Given request A —
Write out the whole tree-planting text below, word for word.

── Text extract ──

Planting billions of trees will accelerate the extinction crisis, because closed-canopy forest is not the natural state on most continents. During the ice ages, and the intervening interglacials that dissected them, areas that we regard as natural forest today weren’t closed canopy, but instead were savannah or steppe, habitats that also absorb and store a great deal of carbon.
Covering these areas with closed-canopy forest will reduce biodiversity and condemn many species to extinction – species that still survive in the remaining fragments of these habitats, or in the farmland that we have replaced them with. Planting billions of trees may be one way of solving the problem, but will create more. Perhaps we can just produce less carbon in the first place. We have the technology, and we know how to make it work. (Martin Dohrn, Bristol)
3. Letter to The Guardian
Your article reinforces the idea that the only way to get a tree or forest is to plant it. Creating woods in serried ranks of trees in plastic tubes that are often left long after they should be removed (is not the way to go). Planting saplings grown abroad is almost certainly how ash dieback came to Britain.
Any piece of land, anywhere in the world below the treeline, left alone without any human interference or expense, will undergo a natural growth via scrub to a fully mature forest of properly native trees. As it does so, it will be taking lots of CO2 out of the atmosphere.

───

Given request B —
From the records below, copy out the lines starting at the first line of the records and ending at the line that contains "(1017, 384)", with both of those lines included. Leave the pictures out.

── Material provided ──

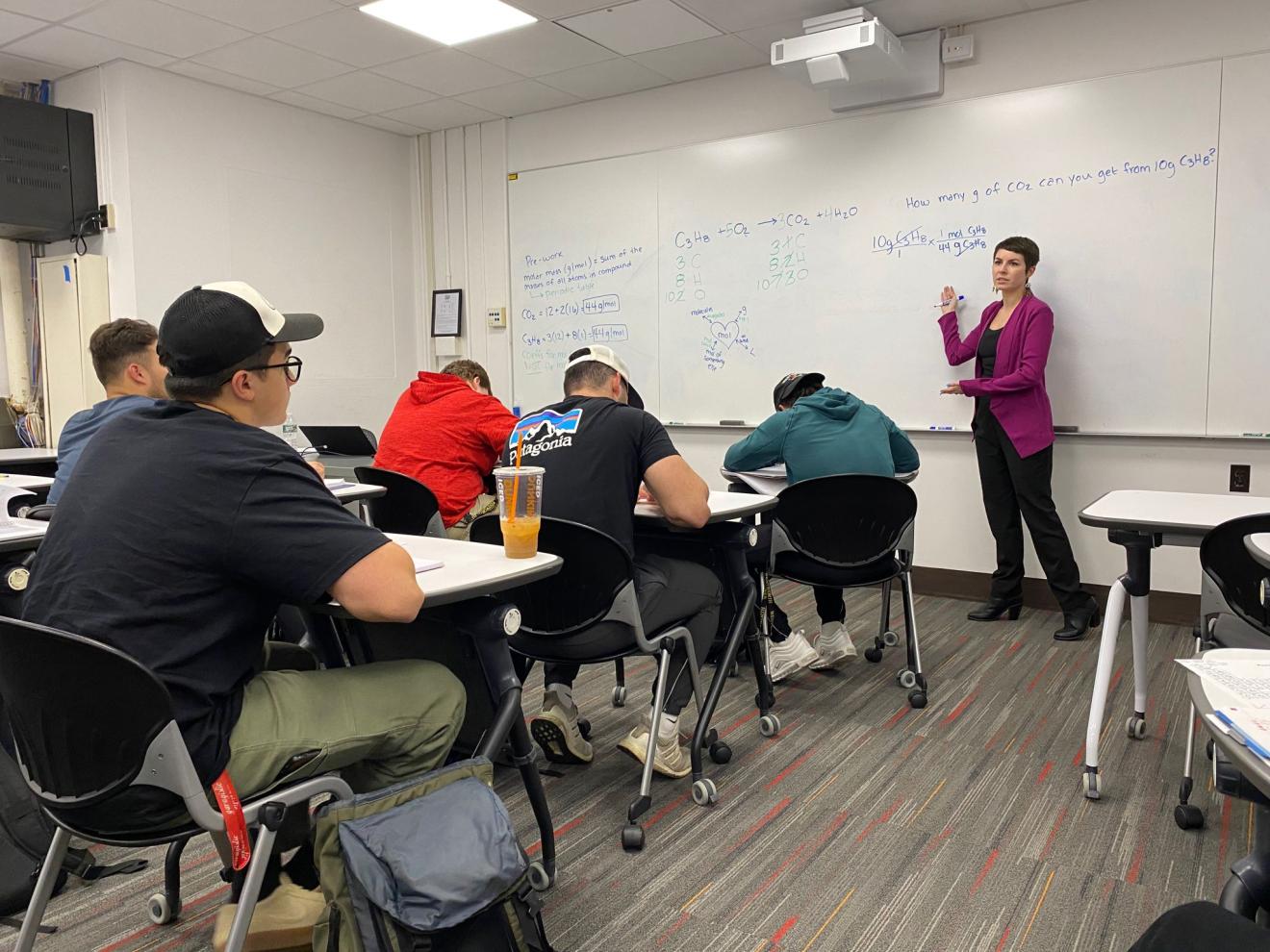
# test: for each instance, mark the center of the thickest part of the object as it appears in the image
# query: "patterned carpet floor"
(864, 826)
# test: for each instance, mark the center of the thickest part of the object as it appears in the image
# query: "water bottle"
(291, 433)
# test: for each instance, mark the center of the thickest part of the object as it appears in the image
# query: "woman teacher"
(1014, 437)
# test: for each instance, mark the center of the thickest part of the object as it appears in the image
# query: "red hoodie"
(448, 437)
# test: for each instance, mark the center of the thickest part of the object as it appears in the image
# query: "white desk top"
(1179, 513)
(1258, 547)
(723, 507)
(471, 567)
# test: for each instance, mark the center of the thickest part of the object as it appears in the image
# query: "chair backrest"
(846, 520)
(408, 506)
(83, 714)
(1233, 571)
(596, 570)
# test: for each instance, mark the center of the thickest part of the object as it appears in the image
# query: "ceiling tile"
(195, 70)
(354, 37)
(13, 26)
(19, 68)
(269, 62)
(368, 93)
(157, 26)
(447, 72)
(70, 47)
(538, 50)
(441, 114)
(639, 26)
(314, 104)
(706, 58)
(604, 79)
(47, 9)
(257, 15)
(382, 122)
(519, 98)
(735, 15)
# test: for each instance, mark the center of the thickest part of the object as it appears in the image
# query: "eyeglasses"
(292, 367)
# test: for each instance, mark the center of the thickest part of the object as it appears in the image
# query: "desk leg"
(1103, 685)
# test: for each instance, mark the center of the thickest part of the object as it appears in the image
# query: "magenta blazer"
(1017, 384)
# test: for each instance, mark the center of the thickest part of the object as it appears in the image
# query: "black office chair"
(1233, 614)
(852, 531)
(98, 739)
(588, 614)
(408, 507)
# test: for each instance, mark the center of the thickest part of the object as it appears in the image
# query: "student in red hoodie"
(447, 433)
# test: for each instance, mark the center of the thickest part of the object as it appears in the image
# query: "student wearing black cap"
(185, 530)
(821, 431)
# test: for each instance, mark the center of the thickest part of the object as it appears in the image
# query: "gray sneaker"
(555, 729)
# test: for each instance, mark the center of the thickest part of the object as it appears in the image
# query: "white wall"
(1046, 47)
(318, 213)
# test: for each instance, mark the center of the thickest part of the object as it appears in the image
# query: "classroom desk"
(33, 461)
(730, 540)
(1142, 520)
(1258, 547)
(456, 602)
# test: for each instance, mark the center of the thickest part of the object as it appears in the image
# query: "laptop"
(341, 440)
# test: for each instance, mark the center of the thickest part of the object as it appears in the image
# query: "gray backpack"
(429, 864)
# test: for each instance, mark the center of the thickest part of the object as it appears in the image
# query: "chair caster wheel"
(1091, 785)
(1187, 816)
(160, 911)
(633, 838)
(703, 792)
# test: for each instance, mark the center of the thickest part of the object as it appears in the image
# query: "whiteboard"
(825, 249)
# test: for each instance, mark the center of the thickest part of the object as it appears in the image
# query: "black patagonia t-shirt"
(175, 539)
(596, 452)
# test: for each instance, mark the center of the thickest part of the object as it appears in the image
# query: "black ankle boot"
(996, 607)
(1076, 623)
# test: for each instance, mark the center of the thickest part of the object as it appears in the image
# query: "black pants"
(1012, 487)
(1201, 927)
(668, 590)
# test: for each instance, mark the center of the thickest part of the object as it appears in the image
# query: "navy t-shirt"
(596, 452)
(177, 540)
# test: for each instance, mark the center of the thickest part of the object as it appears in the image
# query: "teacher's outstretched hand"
(1014, 437)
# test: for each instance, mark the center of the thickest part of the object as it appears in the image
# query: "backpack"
(429, 864)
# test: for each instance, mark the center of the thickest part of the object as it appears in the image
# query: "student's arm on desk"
(382, 587)
(682, 495)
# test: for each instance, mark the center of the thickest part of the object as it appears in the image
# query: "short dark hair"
(194, 388)
(586, 376)
(118, 343)
(469, 371)
(1020, 245)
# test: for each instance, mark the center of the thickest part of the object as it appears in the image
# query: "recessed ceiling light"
(449, 20)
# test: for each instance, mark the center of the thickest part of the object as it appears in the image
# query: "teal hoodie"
(828, 433)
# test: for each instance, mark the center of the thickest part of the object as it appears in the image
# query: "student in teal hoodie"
(821, 431)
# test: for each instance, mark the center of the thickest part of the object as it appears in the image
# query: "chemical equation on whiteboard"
(951, 241)
(603, 304)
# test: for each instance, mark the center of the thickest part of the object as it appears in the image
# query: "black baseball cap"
(215, 326)
(792, 384)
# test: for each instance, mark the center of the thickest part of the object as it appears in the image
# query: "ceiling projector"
(861, 63)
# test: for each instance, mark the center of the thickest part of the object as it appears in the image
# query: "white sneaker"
(785, 658)
(834, 647)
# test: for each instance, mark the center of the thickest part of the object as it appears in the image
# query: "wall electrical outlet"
(1241, 477)
(957, 48)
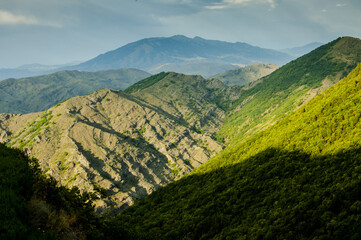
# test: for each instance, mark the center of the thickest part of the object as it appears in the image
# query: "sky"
(63, 31)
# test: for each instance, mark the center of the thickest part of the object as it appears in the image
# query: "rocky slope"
(38, 93)
(150, 53)
(122, 145)
(273, 97)
(245, 75)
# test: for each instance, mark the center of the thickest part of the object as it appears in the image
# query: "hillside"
(296, 180)
(34, 207)
(286, 89)
(205, 69)
(245, 75)
(127, 145)
(38, 93)
(151, 53)
(302, 50)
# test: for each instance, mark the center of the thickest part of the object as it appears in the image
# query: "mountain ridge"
(35, 94)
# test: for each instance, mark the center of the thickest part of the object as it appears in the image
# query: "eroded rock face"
(111, 141)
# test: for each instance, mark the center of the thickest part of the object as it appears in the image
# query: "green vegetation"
(145, 83)
(35, 94)
(34, 207)
(282, 91)
(245, 75)
(297, 180)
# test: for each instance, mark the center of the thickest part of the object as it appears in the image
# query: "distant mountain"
(30, 70)
(286, 89)
(205, 69)
(126, 143)
(36, 94)
(299, 51)
(297, 180)
(245, 75)
(151, 53)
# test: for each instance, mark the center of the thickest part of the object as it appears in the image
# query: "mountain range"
(126, 143)
(270, 158)
(246, 75)
(298, 179)
(176, 54)
(38, 93)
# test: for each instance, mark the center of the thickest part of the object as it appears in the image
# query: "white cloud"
(231, 3)
(8, 18)
(216, 7)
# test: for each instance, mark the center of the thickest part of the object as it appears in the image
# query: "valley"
(257, 152)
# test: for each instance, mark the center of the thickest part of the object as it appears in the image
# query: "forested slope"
(300, 179)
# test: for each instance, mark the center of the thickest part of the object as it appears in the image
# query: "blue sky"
(62, 31)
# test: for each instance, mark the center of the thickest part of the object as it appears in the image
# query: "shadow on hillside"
(275, 194)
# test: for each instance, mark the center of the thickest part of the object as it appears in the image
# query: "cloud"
(231, 3)
(8, 18)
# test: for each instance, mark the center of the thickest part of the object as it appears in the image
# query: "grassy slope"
(245, 75)
(35, 94)
(307, 190)
(32, 206)
(289, 87)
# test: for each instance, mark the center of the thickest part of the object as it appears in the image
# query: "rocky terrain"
(122, 145)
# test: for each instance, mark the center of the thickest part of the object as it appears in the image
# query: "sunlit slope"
(34, 94)
(297, 180)
(127, 145)
(289, 87)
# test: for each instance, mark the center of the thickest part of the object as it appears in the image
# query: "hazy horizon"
(58, 32)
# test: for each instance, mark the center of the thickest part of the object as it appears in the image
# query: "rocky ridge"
(120, 145)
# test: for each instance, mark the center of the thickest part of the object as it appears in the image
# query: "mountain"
(286, 89)
(245, 75)
(125, 143)
(30, 70)
(299, 51)
(205, 69)
(152, 53)
(33, 206)
(38, 93)
(296, 180)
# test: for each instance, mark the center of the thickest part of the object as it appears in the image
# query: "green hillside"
(36, 94)
(289, 87)
(245, 75)
(126, 144)
(32, 206)
(300, 179)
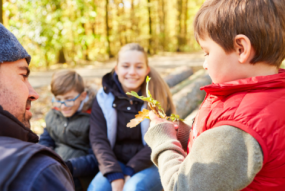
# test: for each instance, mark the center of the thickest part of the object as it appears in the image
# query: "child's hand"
(156, 120)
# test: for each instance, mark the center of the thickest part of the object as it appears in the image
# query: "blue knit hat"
(10, 48)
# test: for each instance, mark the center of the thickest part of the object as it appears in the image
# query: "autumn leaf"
(153, 104)
(138, 118)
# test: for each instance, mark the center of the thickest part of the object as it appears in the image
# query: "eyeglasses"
(67, 103)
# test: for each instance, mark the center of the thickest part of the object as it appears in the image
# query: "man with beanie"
(25, 166)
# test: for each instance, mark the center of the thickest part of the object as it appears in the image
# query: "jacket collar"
(112, 84)
(10, 126)
(254, 83)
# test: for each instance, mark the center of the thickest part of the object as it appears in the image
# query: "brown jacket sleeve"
(221, 159)
(100, 143)
(141, 160)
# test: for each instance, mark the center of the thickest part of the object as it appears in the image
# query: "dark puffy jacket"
(128, 148)
(26, 166)
(69, 137)
(82, 166)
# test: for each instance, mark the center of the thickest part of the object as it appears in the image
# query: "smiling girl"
(123, 156)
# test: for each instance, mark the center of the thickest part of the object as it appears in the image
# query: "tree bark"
(179, 36)
(179, 74)
(189, 98)
(163, 25)
(188, 81)
(1, 11)
(61, 57)
(185, 22)
(108, 30)
(150, 27)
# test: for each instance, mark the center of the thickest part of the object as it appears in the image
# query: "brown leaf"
(139, 118)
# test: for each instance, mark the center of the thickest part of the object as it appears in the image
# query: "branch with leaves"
(153, 104)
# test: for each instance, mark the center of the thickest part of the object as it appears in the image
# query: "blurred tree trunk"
(133, 21)
(1, 11)
(185, 23)
(61, 57)
(150, 27)
(163, 24)
(108, 30)
(179, 36)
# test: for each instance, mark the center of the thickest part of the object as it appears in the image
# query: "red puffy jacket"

───

Solution A —
Planting billions of trees will accelerate the extinction crisis, because closed-canopy forest is not the natural state on most continents. During the ice ages, and the intervening interglacials that dissected them, areas that we regard as natural forest today weren’t closed canopy, but instead were savannah or steppe, habitats that also absorb and store a great deal of carbon.
Covering these areas with closed-canopy forest will reduce biodiversity and condemn many species to extinction – species that still survive in the remaining fragments of these habitats, or in the farmland that we have replaced them with. Planting billions of trees may be one way of solving the problem, but will create more. Perhaps we can just produce less carbon in the first place. We have the technology, and we know how to make it work. (Martin Dohrn, Bristol)
3. Letter to The Guardian
Your article reinforces the idea that the only way to get a tree or forest is to plant it. Creating woods in serried ranks of trees in plastic tubes that are often left long after they should be removed (is not the way to go). Planting saplings grown abroad is almost certainly how ash dieback came to Britain.
Any piece of land, anywhere in the world below the treeline, left alone without any human interference or expense, will undergo a natural growth via scrub to a fully mature forest of properly native trees. As it does so, it will be taking lots of CO2 out of the atmosphere.

Solution B —
# test: for each instance, mark the center of the thickest part of the object as it appears in the image
# query: "patterned carpet floor"
(864, 826)
# test: for each instance, mark the center of the thickest part of the object as it appears in the image
# query: "water bottle"
(291, 433)
# test: for each instance, mark the center of the thickest part of the object as it appears in the image
# query: "woman teacher"
(1014, 437)
# test: for each instance, mark the center of the thickest part of the object as it appears in the image
# query: "red hoodie"
(448, 437)
# test: for each instance, mark the center of the thickest part of the object as it appears in the image
# query: "white desk top"
(1179, 513)
(1258, 547)
(723, 507)
(471, 567)
# test: for each instance, mark the center of the thickest part of the object as it appears in the image
# query: "chair backrest"
(846, 520)
(408, 506)
(83, 714)
(1233, 571)
(596, 570)
# test: for each instance, mark the center of the thickest part of the object as it appears in the image
# query: "ceiling tile"
(195, 70)
(354, 37)
(13, 26)
(19, 68)
(269, 62)
(368, 93)
(157, 26)
(447, 72)
(70, 47)
(538, 50)
(441, 114)
(639, 26)
(314, 104)
(706, 58)
(604, 79)
(47, 9)
(257, 15)
(382, 122)
(519, 98)
(735, 15)
# test: for each instance, mark the center of the thickest part of the object as it appears in the image
# query: "eyeglasses"
(292, 367)
# test: for each instance, mark the center of the thickest part of the object as it appears in the image
# query: "desk leg"
(1103, 685)
# test: for each instance, mark the center of the thickest part of the object as it appears in the image
# query: "magenta blazer"
(1017, 384)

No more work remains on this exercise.